§ Given exercise 1
List every line in the entries below that contains the word "dress".

Overseas Adventure Travel
Northern Italy: The Alps, Dolomites & Lombardy +
The Swiss Alps Pre-Trip Extension
June 12 through July 4, 2023


Click on the above link buttons that will take you directly to a particular page or area of the review; or you can just click through to the next page at the bottom of each page.
Page 1 – Lucerne, Switzerland
Page 2 – Lucern & Bern, Switzerland
Page 3 - Bern & Zermatt, Switzerland

Page 4 – Lecco, Italy (Includes Milan)
Page 5 -
Lecco & Tirano, Italy
Page 6 - Tirano & Sulzano, Italy
Page 7 - Sulzano & Trento, Italy
Page 8 - Trento & Bressanone, Italy
Page 9 -
Bressanone & Mogliano Veneto, Italy


Day 11 –Lecco, Italy (Continued)


Chiara told us about the building and explained many of the reliefs.  There was just so much detail to take in.





The massive doors were amazing.


We walked around to the side to get a different angle of the church and to see more of the decorations and stained-glass windows.

§ Given exercise 2
According to the travel review, what dates did the trip cover?

§ Supplied material

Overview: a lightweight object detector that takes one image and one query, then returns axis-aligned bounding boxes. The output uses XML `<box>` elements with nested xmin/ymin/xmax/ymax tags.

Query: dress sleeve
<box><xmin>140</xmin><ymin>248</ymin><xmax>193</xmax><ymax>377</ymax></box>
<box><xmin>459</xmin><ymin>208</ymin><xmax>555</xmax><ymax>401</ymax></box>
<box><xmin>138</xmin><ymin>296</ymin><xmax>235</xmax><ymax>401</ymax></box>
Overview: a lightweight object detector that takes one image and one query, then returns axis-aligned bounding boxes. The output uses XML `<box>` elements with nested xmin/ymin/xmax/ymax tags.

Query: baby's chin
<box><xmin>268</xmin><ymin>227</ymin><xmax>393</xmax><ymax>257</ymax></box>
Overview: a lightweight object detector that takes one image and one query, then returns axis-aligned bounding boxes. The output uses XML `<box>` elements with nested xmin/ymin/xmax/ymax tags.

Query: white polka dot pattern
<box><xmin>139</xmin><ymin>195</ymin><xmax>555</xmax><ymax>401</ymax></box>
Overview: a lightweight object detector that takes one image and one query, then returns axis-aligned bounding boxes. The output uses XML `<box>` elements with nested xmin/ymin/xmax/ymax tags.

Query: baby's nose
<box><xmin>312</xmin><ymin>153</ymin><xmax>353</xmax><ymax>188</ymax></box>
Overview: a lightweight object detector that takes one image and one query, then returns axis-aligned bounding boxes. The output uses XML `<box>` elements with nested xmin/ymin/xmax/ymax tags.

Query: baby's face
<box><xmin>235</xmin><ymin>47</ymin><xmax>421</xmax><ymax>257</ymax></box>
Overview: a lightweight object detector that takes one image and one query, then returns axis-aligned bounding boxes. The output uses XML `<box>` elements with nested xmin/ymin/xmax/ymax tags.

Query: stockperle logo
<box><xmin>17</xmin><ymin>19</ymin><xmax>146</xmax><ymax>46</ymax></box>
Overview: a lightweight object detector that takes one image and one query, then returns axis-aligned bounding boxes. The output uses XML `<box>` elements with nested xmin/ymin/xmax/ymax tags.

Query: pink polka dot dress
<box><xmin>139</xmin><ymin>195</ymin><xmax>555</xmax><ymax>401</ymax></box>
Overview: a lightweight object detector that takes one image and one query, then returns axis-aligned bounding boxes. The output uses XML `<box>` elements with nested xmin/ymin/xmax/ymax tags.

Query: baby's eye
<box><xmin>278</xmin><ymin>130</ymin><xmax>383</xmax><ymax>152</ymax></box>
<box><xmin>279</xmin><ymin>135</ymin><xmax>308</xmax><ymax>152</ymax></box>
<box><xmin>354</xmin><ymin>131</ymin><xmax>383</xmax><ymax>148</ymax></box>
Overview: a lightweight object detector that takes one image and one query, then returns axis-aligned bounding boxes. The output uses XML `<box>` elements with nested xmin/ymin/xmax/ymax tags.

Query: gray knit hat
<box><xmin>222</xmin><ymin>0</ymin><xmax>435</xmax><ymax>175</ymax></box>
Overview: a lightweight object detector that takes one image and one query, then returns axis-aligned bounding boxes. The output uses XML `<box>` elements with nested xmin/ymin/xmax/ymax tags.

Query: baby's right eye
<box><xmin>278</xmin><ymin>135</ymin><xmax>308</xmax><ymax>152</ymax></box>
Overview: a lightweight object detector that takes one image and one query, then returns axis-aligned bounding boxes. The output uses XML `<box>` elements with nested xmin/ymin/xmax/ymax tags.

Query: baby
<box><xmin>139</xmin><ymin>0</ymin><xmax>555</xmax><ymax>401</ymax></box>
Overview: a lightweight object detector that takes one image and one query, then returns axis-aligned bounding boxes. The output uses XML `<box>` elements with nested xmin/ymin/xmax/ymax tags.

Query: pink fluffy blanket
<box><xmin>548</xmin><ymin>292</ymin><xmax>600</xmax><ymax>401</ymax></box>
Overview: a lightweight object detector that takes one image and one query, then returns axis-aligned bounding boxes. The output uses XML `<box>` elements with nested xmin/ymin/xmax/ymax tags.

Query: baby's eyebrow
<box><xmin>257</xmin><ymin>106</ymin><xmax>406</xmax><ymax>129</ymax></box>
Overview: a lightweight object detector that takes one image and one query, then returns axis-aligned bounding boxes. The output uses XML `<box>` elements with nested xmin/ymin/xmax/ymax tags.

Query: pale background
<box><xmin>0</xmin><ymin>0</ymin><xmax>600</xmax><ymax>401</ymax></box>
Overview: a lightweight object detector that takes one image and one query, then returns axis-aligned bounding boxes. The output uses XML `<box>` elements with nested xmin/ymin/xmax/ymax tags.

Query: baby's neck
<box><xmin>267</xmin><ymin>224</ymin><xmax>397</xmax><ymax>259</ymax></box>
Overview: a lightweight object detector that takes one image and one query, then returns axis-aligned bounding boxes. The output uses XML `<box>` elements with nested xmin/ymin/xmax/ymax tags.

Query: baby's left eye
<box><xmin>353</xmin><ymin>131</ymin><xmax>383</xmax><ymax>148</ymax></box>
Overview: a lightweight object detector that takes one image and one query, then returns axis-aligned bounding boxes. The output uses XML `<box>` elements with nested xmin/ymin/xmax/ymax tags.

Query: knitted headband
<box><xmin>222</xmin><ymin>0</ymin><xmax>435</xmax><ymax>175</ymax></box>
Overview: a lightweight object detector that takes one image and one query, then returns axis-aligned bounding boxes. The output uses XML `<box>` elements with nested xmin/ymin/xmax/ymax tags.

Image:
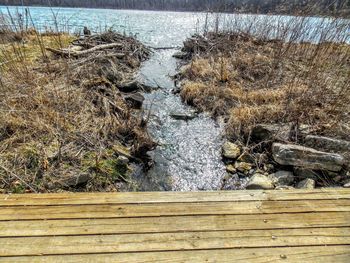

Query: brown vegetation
<box><xmin>0</xmin><ymin>30</ymin><xmax>154</xmax><ymax>192</ymax></box>
<box><xmin>181</xmin><ymin>32</ymin><xmax>350</xmax><ymax>144</ymax></box>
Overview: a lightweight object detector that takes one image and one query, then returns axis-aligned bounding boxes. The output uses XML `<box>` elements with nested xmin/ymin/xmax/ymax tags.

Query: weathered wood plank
<box><xmin>0</xmin><ymin>188</ymin><xmax>350</xmax><ymax>206</ymax></box>
<box><xmin>0</xmin><ymin>199</ymin><xmax>350</xmax><ymax>220</ymax></box>
<box><xmin>0</xmin><ymin>227</ymin><xmax>350</xmax><ymax>256</ymax></box>
<box><xmin>1</xmin><ymin>246</ymin><xmax>350</xmax><ymax>263</ymax></box>
<box><xmin>0</xmin><ymin>212</ymin><xmax>350</xmax><ymax>237</ymax></box>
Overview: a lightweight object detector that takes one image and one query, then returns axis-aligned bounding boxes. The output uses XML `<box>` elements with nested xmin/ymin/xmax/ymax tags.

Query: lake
<box><xmin>0</xmin><ymin>6</ymin><xmax>350</xmax><ymax>47</ymax></box>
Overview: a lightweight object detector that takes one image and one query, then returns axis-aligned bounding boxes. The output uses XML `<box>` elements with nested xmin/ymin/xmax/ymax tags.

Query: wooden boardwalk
<box><xmin>0</xmin><ymin>189</ymin><xmax>350</xmax><ymax>263</ymax></box>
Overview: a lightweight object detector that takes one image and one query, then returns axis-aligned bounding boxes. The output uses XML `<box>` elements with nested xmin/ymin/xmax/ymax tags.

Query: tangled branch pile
<box><xmin>0</xmin><ymin>31</ymin><xmax>154</xmax><ymax>192</ymax></box>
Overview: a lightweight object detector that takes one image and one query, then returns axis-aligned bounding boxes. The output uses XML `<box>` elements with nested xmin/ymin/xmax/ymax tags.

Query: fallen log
<box><xmin>46</xmin><ymin>43</ymin><xmax>125</xmax><ymax>58</ymax></box>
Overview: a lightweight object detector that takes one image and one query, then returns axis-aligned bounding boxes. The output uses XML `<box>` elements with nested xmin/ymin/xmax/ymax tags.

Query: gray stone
<box><xmin>272</xmin><ymin>143</ymin><xmax>345</xmax><ymax>172</ymax></box>
<box><xmin>251</xmin><ymin>124</ymin><xmax>290</xmax><ymax>142</ymax></box>
<box><xmin>305</xmin><ymin>135</ymin><xmax>350</xmax><ymax>168</ymax></box>
<box><xmin>294</xmin><ymin>167</ymin><xmax>318</xmax><ymax>180</ymax></box>
<box><xmin>246</xmin><ymin>173</ymin><xmax>275</xmax><ymax>190</ymax></box>
<box><xmin>269</xmin><ymin>171</ymin><xmax>294</xmax><ymax>186</ymax></box>
<box><xmin>222</xmin><ymin>142</ymin><xmax>242</xmax><ymax>160</ymax></box>
<box><xmin>173</xmin><ymin>51</ymin><xmax>189</xmax><ymax>59</ymax></box>
<box><xmin>226</xmin><ymin>164</ymin><xmax>237</xmax><ymax>174</ymax></box>
<box><xmin>235</xmin><ymin>162</ymin><xmax>253</xmax><ymax>174</ymax></box>
<box><xmin>297</xmin><ymin>179</ymin><xmax>316</xmax><ymax>189</ymax></box>
<box><xmin>305</xmin><ymin>135</ymin><xmax>350</xmax><ymax>153</ymax></box>
<box><xmin>117</xmin><ymin>155</ymin><xmax>130</xmax><ymax>164</ymax></box>
<box><xmin>124</xmin><ymin>92</ymin><xmax>145</xmax><ymax>109</ymax></box>
<box><xmin>170</xmin><ymin>112</ymin><xmax>196</xmax><ymax>121</ymax></box>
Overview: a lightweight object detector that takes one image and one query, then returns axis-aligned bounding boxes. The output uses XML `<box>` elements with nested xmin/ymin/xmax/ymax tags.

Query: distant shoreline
<box><xmin>0</xmin><ymin>4</ymin><xmax>349</xmax><ymax>19</ymax></box>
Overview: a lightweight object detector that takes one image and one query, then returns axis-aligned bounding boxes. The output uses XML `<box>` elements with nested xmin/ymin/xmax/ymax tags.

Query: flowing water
<box><xmin>135</xmin><ymin>50</ymin><xmax>225</xmax><ymax>191</ymax></box>
<box><xmin>0</xmin><ymin>6</ymin><xmax>349</xmax><ymax>191</ymax></box>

§ Exercise response 1
Query: dress sleeve
Query: pink polka dot dress

§ Exercise response 2
June 12 through July 4, 2023.